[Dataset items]

+ + + +

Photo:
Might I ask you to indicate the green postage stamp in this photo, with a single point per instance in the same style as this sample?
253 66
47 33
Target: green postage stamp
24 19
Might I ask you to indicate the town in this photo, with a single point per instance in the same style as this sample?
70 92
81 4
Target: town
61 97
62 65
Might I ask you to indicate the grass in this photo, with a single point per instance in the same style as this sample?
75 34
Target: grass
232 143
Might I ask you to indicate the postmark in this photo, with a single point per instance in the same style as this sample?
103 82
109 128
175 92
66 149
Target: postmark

+ + + +

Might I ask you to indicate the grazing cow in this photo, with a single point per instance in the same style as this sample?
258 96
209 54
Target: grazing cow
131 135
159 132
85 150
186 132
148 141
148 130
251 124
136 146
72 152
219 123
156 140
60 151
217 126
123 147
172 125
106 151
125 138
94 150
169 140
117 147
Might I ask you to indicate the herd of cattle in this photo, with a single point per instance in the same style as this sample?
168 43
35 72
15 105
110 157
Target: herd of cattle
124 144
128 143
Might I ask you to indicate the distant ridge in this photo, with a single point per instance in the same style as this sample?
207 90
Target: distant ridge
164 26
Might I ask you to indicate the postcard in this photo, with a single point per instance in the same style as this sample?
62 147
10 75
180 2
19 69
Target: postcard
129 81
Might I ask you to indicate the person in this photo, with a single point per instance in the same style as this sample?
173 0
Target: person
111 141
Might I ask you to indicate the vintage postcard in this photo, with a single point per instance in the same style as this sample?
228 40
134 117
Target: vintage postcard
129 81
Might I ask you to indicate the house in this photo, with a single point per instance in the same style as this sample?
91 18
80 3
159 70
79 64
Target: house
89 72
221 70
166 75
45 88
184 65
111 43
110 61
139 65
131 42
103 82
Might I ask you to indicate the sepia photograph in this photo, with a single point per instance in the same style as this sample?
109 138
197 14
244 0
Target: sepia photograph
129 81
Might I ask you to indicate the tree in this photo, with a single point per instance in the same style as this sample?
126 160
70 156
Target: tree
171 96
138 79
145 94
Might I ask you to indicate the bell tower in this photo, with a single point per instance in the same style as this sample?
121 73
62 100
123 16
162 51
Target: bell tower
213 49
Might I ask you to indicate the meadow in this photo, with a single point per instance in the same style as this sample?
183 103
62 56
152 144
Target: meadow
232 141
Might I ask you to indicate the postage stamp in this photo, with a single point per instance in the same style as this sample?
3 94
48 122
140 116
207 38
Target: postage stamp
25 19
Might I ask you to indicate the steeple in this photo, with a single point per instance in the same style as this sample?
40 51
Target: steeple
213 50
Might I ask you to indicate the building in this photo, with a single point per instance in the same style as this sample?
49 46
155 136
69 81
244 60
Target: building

+ + + +

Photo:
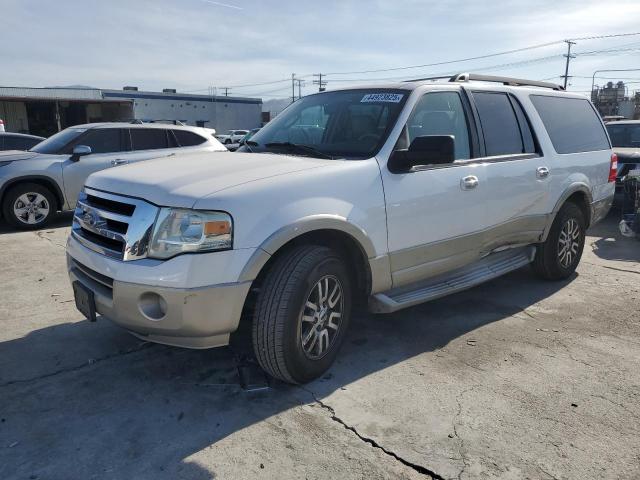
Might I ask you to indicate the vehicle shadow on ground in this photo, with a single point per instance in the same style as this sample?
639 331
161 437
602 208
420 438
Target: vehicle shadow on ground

+ + + +

**Your assignment**: Go line by line through the data and copy any that contain "vehicle".

**Reply to the task**:
Might I ask you to indicate the vehicle shadow on ground in this photo, with a single point per instance in the same style as this sample?
Target: vehicle shadow on ground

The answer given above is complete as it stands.